=== Excerpt provided ===
/---

The battle royale over federal authority for Net Neutrality all started when Comcast shut down certain user transfers on its service. The FCC claimed authority to enforce Net Neutrality against the company (although last month Comcast prevailed in its argument that the FCC doesn’t have the authority to regulate broadband).
However, now it seems Comcast is changing its tune. As Ars Technica reported last week, Comcast filed comments on the FCC’s proposed Open Internet rules. And now they’re actually in favor of the FCC regulating Internet access—as long as they’re not the ones being regulated. Nope, that “honor” should go to Google (and Akamai Technology), of course.
Akamai builds Content Delivery Networks—clumps of Web servers parked close to end users at the “Internet Edge.” These streamline online performance for service providers like Google, which uses CDNs early and often—so much so that in 2008 the Wall Street Journal provoked an online riot by suggesting that Google’s server co-location deals with ISPs put its oft-proclaimed net neutrality principles at risk. . . .

\---

=== Dataset excerpt ===
/---

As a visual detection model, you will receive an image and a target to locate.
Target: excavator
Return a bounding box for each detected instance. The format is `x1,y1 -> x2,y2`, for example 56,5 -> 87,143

\---

=== To be done ===
Reproduce the passage from the Comcast and net neutrality text from "However, now it" up to and including "Technology), of course.".

=== Result below ===
However, now it seems Comcast is changing its tune. As Ars Technica reported last week, Comcast filed comments on the FCC’s proposed Open Internet rules. And now they’re actually in favor of the FCC regulating Internet access—as long as they’re not the ones being regulated. Nope, that “honor” should go to Google (and Akamai Technology), of course.